SHORT EXERCISE 1:
Using the project description, answer each of these:
(a) What is the project reference number?
(b) Who is the site co-ordinator?
(c) What methods are the AI approaches the intern must integrate based on?
SHORT EXERCISE 2:
Can you sum up the project description in two sentences?
SHORT EXERCISE 3:
Does each statement agree with the project description? Answer yes or no, and quote the words that decide it.
(a) Some current implementations are GPU based.
(b) The Monte Carlo preconditioner first computes an exact matrix inverse.
(c) Anton Lebedev is the project mentor.

Hybrid AI Enhanced Monte Carlo Methods for Matrix Computation on Advanced Architectures
Project reference: 2124
The focus of this project will be on enhancing further hybrid (e.g. stochastic/ deterministic) methods for Linear Algebra using advanced AI approaches to accelerate the computations. The focus is on Monte Carlo hybrid methods and algorithms for matrix inversion and solving systems of linear algebraic equations. Recent developments led to efficient approaches based on building an efficient stochastic preconditioner and then solving the corresponding System of Linear Algebraic Equations (SLAE) by applying an iterative method. The preconditioner is a Monte Carlo preconditioner based on Markov Chain Monte Carlo (MCMC) methods to compute a rough approximate matrix inverse first. The above Monte Carlo preconditioner is further used to solve systems of linear algebraic equations thus delivering hybrid stochastic/deterministic algorithms. The advantage of the proposed approach is that the sparse Monte Carlo matrix inversion has a computational complexity linear of the size of the matrix. Current implementations are either pure MPI or mixed MPI/OpenMP and GPU based ones. The efficiency of the approach is usually tested on a set of different test matrices from several matrix market collections.
The intern have to take the existing codes and will have to integrate some AI approaches based on Deep Learning methods in the hybrid method and to test the efficiency of the new method applied to variety of matrices as well as Systems of Linear Equations with the same matrix but different right hand side.
Project Mentor: Vassil Alexandrov
Project Co-mentor: Anton Lebedev
Site Co-ordinator: Luke Mason
The student will learn to design parallel hybrid Monte Carlo methods as well as how to use advanced ML and Deep Learning techniques.

DATA ENTRIES:
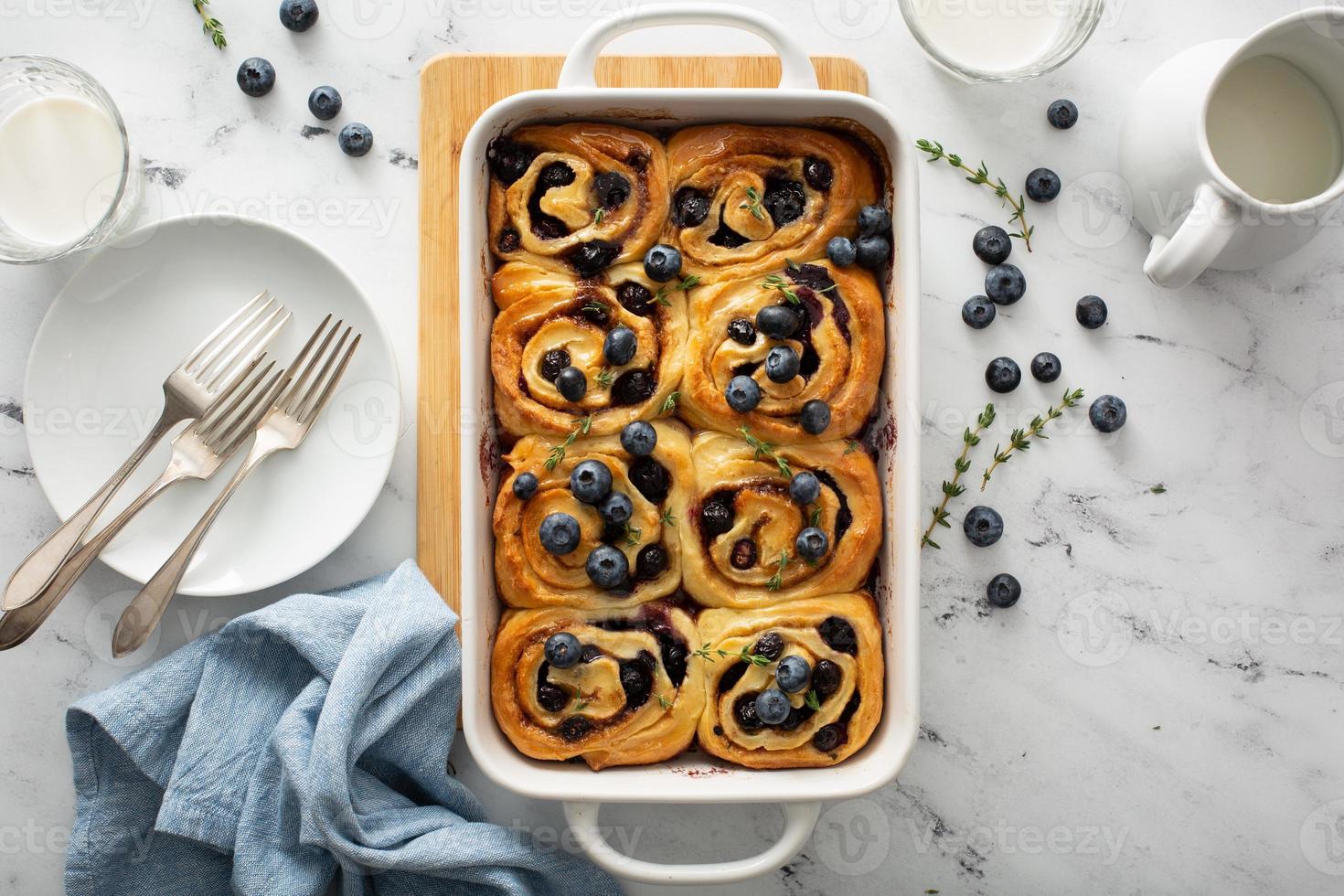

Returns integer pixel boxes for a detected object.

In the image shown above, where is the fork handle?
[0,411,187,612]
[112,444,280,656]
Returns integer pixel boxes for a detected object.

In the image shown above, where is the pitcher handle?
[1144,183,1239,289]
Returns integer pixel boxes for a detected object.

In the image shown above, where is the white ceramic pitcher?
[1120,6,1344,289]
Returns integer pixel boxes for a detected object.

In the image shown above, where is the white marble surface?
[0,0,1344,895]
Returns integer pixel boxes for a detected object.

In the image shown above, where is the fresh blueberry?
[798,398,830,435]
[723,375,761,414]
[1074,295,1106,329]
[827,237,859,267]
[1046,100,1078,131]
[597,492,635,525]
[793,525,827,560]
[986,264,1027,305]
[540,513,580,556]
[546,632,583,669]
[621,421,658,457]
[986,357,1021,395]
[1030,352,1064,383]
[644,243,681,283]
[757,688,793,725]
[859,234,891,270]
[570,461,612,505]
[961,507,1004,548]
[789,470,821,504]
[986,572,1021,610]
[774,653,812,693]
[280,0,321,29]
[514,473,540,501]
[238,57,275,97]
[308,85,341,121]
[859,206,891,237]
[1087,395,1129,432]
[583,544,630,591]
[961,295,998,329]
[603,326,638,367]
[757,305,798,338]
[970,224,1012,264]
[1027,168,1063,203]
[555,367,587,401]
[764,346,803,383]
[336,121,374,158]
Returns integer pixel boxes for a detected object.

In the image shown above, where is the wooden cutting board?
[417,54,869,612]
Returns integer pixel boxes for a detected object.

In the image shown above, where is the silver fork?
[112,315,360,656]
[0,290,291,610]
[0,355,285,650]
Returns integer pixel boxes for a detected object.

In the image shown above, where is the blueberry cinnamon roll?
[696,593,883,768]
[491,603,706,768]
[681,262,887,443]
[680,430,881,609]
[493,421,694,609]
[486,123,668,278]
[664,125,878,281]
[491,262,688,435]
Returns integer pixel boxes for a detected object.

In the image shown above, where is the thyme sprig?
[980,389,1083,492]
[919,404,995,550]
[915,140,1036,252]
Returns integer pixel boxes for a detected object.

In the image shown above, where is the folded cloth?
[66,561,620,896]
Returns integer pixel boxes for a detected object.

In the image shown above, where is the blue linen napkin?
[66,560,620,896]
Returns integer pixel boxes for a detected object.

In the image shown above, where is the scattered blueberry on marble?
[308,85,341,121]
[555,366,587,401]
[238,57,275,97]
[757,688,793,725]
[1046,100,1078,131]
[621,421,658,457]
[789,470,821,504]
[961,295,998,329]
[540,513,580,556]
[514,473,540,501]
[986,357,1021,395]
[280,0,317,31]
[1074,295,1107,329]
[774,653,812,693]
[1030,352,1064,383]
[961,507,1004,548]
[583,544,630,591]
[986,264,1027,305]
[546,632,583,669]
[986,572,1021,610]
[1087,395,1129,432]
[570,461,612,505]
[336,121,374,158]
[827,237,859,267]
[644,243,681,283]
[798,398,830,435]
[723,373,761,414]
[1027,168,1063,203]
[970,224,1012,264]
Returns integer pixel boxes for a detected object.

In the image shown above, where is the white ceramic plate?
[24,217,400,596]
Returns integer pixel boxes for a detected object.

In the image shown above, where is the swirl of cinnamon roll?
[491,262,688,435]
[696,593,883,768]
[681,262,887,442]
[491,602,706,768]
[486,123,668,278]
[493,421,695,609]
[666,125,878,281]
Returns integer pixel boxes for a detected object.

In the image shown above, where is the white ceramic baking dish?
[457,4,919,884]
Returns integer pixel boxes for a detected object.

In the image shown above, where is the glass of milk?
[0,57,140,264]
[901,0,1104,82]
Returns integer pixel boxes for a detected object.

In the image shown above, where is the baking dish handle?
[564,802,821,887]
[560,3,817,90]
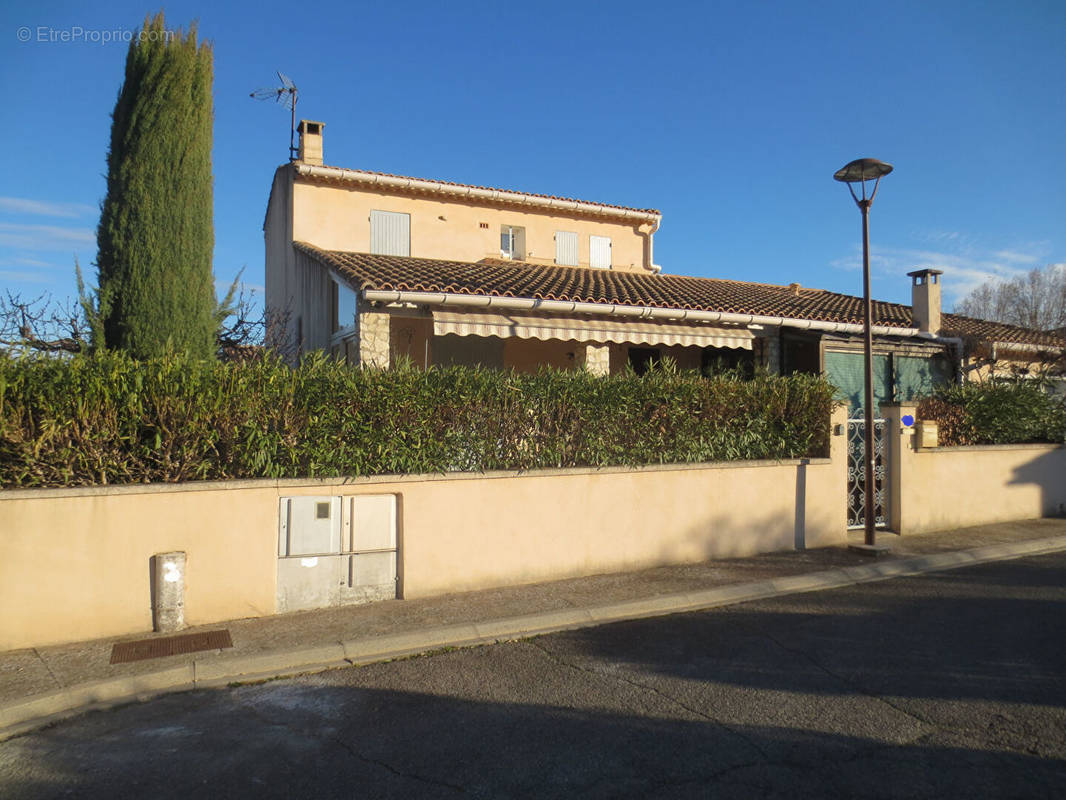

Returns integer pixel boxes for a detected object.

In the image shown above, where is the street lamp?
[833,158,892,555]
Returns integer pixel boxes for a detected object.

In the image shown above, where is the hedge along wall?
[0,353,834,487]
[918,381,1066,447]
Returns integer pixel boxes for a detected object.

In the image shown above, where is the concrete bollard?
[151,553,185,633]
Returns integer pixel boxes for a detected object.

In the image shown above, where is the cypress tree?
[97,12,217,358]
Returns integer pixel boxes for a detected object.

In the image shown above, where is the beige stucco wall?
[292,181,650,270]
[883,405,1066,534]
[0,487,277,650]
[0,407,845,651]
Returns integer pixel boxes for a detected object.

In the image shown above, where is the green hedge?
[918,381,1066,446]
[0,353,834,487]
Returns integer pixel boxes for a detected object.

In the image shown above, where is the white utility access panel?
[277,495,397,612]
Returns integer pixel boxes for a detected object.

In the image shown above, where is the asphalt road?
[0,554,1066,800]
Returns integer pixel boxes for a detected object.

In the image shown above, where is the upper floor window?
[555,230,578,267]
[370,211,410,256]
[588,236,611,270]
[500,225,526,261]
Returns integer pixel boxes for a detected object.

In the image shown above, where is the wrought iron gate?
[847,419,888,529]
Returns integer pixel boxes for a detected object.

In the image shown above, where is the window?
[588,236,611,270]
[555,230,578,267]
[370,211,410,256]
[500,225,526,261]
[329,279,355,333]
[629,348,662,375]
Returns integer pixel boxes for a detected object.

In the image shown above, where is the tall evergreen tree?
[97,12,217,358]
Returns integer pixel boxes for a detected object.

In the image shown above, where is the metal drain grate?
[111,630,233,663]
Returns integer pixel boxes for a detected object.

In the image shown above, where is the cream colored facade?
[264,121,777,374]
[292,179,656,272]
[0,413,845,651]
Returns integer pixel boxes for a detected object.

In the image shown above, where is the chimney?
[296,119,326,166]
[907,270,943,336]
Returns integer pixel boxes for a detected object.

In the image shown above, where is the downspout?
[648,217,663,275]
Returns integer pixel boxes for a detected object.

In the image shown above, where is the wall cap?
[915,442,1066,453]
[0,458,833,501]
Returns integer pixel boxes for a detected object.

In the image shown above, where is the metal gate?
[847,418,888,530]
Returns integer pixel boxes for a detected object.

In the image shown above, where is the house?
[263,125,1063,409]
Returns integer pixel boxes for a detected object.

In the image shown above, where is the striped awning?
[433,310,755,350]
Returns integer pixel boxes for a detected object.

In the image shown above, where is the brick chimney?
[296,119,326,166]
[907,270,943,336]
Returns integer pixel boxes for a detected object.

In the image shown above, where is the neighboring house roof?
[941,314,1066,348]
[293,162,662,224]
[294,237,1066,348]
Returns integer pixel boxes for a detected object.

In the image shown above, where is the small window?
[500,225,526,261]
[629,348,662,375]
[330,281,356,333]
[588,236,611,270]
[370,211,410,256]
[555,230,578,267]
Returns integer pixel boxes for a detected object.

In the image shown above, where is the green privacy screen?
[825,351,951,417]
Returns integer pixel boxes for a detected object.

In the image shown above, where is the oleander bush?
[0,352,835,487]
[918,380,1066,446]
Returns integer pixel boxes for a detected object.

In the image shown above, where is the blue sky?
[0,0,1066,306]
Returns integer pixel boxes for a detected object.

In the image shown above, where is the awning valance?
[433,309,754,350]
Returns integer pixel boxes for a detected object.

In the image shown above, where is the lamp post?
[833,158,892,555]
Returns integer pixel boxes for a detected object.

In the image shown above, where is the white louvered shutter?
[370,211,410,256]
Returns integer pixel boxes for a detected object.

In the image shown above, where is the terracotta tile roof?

TASK RESULT 1:
(a) 2124
(b) Luke Mason
(c) Deep Learning methods

TASK RESULT 2:
The project aims to enhance hybrid stochastic/deterministic Monte Carlo methods for matrix inversion and for solving systems of linear algebraic equations, using advanced AI approaches to speed up the computations. The intern will integrate Deep Learning approaches into the existing codes and test the new method on a variety of matrices, and the student will learn to design parallel hybrid Monte Carlo methods and to use advanced ML and Deep Learning techniques.

TASK RESULT 3:
(a) Yes: "Current implementations are either pure MPI or mixed MPI/OpenMP and GPU based ones."
(b) No: "to compute a rough approximate matrix inverse first"
(c) No: "Project Co-mentor: Anton Lebedev"